:: Tasks to perform ::
1. Rewrite the wine appreciation passage from "With experience, the" down to "wine appreciation/therapy journey.", changing "acidity" to "bitterness".
2. Extend the passage on wine stewardship and memory, picking up after its final sentence.
======== Supplied text ========
With experience, the acidity of very dry wines can be overlooked to get a better glimpse of the aroma. This idea should make people optimistic and hopefully they will invest in developing the skill, but it also means we have to be aware of this journey and the changing of our stance. Terroirists & wine adventure advocates too often downplay the acquired taste nature of interesting wines and forget all the baggage & skills needed to be fully seduced by those experiences. To be a true steward of wine, the concept of stance must be integrated into recommending wine and helping people on their wine appreciation/therapy journey.
To get back to rhetoric, one of the greatest things a steward of wine can hope for is to help someone select a wine that will deeply cement the memory of their evening. During an explosion of wine literature, this seems to have been somewhat forgotten after it was most articulately proposed by Dorothy Gaiter & John Brecher in the Wall Street Journal’s Guide to Wine. The flip side of cementing a memory is using wine to retrieve one which was also a big theme of Gaiter & Brecher’s writing. What wine should I bring home this evening? How about one that will remind me and my company about another time we spent together so many years ago. Nothing here is exactly novel, but it does seem to be out of the current discussion.
======== Supplied entries ========
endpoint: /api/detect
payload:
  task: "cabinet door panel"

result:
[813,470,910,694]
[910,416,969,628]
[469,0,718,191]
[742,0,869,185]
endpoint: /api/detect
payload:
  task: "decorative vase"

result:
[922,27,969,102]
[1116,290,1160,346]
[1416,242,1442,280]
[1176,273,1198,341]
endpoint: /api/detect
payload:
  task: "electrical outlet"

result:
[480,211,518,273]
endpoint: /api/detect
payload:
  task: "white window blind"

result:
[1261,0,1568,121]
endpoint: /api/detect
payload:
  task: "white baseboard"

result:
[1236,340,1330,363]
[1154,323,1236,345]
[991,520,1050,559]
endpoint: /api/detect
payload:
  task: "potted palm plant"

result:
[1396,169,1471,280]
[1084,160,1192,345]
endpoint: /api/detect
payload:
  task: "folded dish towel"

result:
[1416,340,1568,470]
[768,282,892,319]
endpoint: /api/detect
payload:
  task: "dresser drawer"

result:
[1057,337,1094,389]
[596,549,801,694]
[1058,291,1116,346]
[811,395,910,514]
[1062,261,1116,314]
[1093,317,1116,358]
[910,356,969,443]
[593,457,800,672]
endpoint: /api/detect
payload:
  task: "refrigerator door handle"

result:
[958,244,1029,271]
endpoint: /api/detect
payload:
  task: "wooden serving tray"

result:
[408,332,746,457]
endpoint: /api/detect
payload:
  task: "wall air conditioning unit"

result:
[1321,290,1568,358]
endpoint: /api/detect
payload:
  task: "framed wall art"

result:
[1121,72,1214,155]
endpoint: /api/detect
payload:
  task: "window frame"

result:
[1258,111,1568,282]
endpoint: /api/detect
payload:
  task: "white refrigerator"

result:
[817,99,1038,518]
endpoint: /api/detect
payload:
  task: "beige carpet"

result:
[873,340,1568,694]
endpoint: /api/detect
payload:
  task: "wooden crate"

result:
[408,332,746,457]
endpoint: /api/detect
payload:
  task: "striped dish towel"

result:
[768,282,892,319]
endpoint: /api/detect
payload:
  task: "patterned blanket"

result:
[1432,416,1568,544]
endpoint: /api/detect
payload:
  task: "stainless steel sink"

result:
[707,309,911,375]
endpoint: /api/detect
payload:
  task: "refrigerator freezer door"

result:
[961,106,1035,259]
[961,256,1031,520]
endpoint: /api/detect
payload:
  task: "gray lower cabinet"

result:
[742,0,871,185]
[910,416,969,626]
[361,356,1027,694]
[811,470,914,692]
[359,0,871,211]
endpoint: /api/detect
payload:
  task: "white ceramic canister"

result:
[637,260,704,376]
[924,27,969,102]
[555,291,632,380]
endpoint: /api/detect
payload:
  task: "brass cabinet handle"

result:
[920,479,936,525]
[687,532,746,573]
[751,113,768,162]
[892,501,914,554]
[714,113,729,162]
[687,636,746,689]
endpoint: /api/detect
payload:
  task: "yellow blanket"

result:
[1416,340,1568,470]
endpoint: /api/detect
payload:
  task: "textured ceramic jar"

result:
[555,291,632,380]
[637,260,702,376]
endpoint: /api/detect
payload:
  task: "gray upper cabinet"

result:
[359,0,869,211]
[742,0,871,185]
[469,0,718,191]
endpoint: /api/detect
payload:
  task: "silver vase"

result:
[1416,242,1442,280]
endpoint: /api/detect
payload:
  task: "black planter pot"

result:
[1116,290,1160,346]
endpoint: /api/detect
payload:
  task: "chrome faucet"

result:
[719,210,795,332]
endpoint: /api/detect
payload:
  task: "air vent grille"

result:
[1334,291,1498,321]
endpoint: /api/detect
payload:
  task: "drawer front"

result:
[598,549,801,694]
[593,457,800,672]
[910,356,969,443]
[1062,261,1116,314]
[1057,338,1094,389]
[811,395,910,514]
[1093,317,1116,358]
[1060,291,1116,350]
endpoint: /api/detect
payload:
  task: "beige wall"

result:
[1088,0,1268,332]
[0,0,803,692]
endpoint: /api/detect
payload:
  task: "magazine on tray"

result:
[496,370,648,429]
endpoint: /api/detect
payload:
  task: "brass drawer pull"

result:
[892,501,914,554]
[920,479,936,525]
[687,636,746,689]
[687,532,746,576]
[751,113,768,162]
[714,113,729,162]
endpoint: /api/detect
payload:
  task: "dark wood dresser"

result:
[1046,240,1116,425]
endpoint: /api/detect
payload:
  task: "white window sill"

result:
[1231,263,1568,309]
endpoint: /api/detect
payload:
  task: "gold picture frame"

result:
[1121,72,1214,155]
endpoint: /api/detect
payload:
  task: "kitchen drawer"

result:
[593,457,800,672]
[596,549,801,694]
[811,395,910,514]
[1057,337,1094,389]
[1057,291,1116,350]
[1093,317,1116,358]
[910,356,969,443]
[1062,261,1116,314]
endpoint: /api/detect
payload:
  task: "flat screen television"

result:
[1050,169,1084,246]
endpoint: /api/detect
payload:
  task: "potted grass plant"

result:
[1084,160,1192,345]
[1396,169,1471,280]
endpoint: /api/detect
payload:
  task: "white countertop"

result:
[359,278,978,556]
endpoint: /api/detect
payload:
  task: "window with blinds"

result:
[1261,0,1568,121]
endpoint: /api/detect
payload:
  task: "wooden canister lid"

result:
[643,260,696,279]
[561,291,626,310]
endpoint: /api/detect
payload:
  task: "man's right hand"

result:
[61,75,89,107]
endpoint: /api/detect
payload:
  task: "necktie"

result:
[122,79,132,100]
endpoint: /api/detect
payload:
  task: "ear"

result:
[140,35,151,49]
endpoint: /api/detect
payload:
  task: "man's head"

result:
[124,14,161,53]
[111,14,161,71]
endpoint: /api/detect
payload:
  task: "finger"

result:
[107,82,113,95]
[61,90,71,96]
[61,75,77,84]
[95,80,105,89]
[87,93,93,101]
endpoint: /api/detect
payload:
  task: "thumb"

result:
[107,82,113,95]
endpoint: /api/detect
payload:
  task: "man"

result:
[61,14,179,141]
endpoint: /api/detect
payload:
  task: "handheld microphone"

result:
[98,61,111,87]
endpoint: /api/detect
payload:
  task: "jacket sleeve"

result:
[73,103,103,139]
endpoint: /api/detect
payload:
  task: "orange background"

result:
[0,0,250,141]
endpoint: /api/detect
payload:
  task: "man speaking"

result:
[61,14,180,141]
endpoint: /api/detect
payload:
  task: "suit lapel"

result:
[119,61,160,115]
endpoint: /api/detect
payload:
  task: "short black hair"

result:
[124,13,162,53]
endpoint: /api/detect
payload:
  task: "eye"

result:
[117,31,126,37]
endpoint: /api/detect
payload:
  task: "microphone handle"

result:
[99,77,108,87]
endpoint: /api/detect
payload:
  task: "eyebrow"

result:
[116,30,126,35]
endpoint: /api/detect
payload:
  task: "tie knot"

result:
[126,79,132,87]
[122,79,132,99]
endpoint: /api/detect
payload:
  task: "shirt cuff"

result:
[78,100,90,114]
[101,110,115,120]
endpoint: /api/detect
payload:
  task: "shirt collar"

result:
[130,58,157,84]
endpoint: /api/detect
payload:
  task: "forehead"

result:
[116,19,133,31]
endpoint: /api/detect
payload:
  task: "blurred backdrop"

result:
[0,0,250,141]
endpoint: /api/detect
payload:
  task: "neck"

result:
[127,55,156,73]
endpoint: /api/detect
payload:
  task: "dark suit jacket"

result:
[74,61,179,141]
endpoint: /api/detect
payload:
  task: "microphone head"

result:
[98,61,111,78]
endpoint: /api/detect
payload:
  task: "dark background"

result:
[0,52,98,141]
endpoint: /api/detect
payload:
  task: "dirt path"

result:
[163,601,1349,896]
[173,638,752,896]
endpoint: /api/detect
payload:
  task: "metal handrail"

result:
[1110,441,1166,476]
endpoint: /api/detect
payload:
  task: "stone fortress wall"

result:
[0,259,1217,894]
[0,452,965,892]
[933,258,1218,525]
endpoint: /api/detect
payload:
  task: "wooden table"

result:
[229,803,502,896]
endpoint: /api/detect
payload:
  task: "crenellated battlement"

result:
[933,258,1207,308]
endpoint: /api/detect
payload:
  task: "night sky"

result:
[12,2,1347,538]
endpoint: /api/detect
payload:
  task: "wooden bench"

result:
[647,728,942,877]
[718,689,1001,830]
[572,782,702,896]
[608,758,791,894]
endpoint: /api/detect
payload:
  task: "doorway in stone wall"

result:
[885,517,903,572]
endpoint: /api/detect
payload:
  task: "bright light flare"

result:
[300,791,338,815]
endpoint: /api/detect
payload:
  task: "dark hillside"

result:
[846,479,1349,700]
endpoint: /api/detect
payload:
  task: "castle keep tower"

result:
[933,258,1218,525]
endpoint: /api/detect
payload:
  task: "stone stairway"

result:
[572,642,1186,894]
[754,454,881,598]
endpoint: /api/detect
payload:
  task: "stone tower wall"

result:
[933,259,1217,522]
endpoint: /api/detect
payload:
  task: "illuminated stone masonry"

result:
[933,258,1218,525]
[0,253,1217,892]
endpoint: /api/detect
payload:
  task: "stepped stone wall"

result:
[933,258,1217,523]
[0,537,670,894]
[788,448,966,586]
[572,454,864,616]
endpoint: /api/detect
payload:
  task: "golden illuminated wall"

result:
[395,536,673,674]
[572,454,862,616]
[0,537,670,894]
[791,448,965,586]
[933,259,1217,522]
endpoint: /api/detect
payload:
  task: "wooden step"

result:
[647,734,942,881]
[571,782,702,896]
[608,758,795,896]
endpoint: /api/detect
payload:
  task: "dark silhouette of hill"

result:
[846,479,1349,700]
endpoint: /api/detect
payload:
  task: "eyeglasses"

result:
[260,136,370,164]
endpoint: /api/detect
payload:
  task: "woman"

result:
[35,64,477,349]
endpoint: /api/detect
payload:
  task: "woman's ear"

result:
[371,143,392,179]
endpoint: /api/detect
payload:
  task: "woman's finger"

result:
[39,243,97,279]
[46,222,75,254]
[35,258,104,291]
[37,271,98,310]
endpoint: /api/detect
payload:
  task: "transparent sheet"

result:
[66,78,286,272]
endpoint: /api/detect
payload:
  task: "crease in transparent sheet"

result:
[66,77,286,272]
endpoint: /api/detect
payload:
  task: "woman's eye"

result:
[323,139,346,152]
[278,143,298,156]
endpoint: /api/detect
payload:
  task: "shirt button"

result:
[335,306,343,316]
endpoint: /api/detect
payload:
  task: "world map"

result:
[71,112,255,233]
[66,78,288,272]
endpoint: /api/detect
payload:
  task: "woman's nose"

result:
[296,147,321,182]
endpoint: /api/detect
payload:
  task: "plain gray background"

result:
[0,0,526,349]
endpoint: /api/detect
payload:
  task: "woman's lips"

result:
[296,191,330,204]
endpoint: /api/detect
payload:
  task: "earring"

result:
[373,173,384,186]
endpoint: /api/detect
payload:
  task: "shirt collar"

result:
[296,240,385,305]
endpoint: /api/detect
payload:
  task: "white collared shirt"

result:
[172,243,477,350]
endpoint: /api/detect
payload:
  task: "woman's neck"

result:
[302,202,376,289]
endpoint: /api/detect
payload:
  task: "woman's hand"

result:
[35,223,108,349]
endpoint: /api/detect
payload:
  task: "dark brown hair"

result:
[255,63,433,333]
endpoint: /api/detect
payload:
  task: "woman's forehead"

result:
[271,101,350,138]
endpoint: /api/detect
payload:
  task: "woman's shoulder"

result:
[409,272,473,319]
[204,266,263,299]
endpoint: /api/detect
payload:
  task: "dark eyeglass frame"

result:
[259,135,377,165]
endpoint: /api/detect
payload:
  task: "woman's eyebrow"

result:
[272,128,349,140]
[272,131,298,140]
========
:: Task-by-task results ::
1.
With experience, the bitterness of very dry wines can be overlooked to get a better glimpse of the aroma. This idea should make people optimistic and hopefully they will invest in developing the skill, but it also means we have to be aware of this journey and the changing of our stance. Terroirists & wine adventure advocates too often downplay the acquired taste nature of interesting wines and forget all the baggage & skills needed to be fully seduced by those experiences. To be a true steward of wine, the concept of stance must be integrated into recommending wine and helping people on their wine appreciation/therapy journey.

2.
The somms out there, too often ten thousand monkeys, only seem to aim for your new memories, and too often leave you in the dust for retrieving anything with their wine. Instead of playing musical chairs with the wine list I have now, I try and emphasize that this is our 12th vintage of this wine for us. When I thought regulars were just being complacent by ordering the same bottle over the years, in many cases these astute diners might have been seeking to pick up where they left of with a cherished memory. Without categories or problem solving, I probably would have overlooked that my entire life.